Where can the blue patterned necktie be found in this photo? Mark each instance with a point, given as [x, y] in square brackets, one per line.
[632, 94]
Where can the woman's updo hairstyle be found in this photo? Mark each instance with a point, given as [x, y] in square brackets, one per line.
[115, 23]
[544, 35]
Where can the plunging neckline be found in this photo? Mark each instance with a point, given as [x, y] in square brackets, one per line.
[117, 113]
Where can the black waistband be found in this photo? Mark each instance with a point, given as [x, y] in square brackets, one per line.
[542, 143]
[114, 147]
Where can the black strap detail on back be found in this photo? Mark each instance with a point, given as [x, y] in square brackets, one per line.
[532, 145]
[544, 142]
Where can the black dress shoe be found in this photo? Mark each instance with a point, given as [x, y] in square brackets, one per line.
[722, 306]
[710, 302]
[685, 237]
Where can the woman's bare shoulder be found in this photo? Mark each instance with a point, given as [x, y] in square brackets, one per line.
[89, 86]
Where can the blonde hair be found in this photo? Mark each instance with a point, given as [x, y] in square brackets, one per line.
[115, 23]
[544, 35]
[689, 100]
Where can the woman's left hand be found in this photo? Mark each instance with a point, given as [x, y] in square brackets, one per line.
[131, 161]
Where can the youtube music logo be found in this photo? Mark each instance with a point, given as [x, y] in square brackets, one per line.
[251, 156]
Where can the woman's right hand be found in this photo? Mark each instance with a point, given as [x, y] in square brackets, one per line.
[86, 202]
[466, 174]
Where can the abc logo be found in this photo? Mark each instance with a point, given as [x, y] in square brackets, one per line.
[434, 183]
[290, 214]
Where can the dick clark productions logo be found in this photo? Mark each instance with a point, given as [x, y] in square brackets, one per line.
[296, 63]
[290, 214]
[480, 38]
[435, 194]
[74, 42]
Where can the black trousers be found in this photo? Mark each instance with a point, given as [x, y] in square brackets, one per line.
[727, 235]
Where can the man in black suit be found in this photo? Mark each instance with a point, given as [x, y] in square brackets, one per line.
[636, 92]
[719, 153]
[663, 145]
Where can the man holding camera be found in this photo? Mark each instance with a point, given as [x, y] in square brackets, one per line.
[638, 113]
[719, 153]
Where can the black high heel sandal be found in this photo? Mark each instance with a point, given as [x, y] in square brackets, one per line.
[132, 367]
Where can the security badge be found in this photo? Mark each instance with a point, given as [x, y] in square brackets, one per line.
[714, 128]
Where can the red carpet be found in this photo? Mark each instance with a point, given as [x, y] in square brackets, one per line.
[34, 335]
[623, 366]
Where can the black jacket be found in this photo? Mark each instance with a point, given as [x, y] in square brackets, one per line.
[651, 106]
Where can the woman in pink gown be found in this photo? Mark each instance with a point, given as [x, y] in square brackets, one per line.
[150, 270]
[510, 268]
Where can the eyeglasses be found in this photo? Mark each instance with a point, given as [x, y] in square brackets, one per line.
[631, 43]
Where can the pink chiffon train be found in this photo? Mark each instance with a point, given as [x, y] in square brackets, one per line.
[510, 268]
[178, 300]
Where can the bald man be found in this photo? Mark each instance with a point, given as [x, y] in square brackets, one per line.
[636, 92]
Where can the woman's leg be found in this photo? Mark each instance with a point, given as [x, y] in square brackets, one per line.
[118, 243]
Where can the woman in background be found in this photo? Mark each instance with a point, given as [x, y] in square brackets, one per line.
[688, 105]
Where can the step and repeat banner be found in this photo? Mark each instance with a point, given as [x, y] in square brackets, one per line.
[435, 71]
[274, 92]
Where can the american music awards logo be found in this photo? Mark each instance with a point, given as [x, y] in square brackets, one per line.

-- -- --

Retype the whole listing, matching it exactly.

Where can the blue patterned necktie be found in this photo? Mark each instance with a point, given as [x, y] in square brackets, one per line.
[632, 94]
Where can the woman's updo hairstyle be found in this photo? Mark each instance with a point, given as [x, y] in square brackets, one per line.
[115, 23]
[544, 35]
Where can the plunging neckline be found in this photo? Mark each instance with a point, given as [x, y] in square brackets, one per line.
[117, 113]
Where can the black waistband be found in this photo? Mark each instance with a point, given as [x, y] in square brackets, one per line.
[542, 143]
[114, 147]
Where can the black strap detail on back be found in this photo? Mark each instance with a point, given as [x, y] in square brackets, one per line.
[532, 145]
[544, 142]
Where can the black dress shoe be found in this photo? Mark each instance with a point, given as [x, y] in square brackets, one per line.
[722, 306]
[710, 302]
[685, 237]
Where can the woman's bare shoulder be found in this photo? Mark each instance with a point, given as [x, y] in square brackets, one per line.
[89, 86]
Where can the blonde hair be found in this photo? Mark each instance with a point, given as [x, y] in square brackets, one per line.
[115, 23]
[544, 35]
[689, 100]
Where can the woman's left hand be found in this photo? Mark each instance with a point, given as [x, y] in square brackets, one per line.
[131, 161]
Where can the youtube music logo be found in this photo? Mark each instance with a point, given as [x, y] in square brackets, one per line.
[251, 156]
Where can the woman's right hand be found in this photo? Mark each instance with a point, given as [x, y] in square brackets, one per line.
[86, 202]
[466, 174]
Where can the abc logo be found in this photo? Mark each instance with a point, given as [x, y] in square brackets, one per line.
[434, 183]
[290, 214]
Where can the dick clark productions logo be found in this photo? Mark each instance with a point, given as [x, y] in square brackets, one per line.
[296, 63]
[290, 214]
[480, 38]
[435, 194]
[74, 42]
Where can the black trousers be found in this photo? Mark each instance with a point, given as [x, y] in square brackets, one per line.
[727, 235]
Where can the man in black suit be found in this photo? Mark each instance with a point, given as [x, y] in square brackets, one per line.
[636, 92]
[719, 153]
[663, 145]
Where can the man holding camera be found in this photo? Mark each instance with a point, given as [x, y] in square brackets, one per line.
[638, 113]
[719, 153]
Where can the black high heel sandal be found in this photo? Mark each instance with a point, given as [x, y] in square brackets, one per line.
[132, 367]
Where can the security badge be found in this photo? Mark each instance with a point, given as [x, y] in square brackets, one per line.
[714, 128]
Where can the red carpet be found in this photo? Mark each instance with a point, given as [x, y] in square brackets, one per line.
[34, 335]
[623, 366]
Where can the black jacket be found in this photo? Mark each instance with a point, given as [x, y] in square brackets, one per line.
[651, 106]
Where can the woman in pink gown be found in this photo? Mark each instance with a point, given as [x, y] in square brackets, one per line.
[150, 270]
[510, 268]
Where can the eyeglasses be found in this photo? Mark each instance with a point, given as [x, y] in square brackets, one per line.
[631, 43]
Where can the pink chiffon train be found in this photo? Mark each instance with a point, given as [x, y] in square brackets, one per line.
[510, 268]
[178, 300]
Where can the bald man be found in this photo? Mark each instance with a point, given as [x, y] in square brackets, one per line.
[636, 92]
Where can the woman's leg be found in this photo? Mark each instance with a point, given as [x, y] in square brackets, one per line.
[118, 243]
Where can the woman in background be found in this photo? Mark each instance with a point, given as [x, y] in square brackets, one per line.
[688, 105]
Where can the step and repeat banner be found in this photo? Mark each instance with a point, given as [x, y] in square brackets, one per line.
[435, 71]
[274, 92]
Where can the american music awards logo be found in this photo? Mark each instance with a point, given as [x, y] in square brackets, one per line.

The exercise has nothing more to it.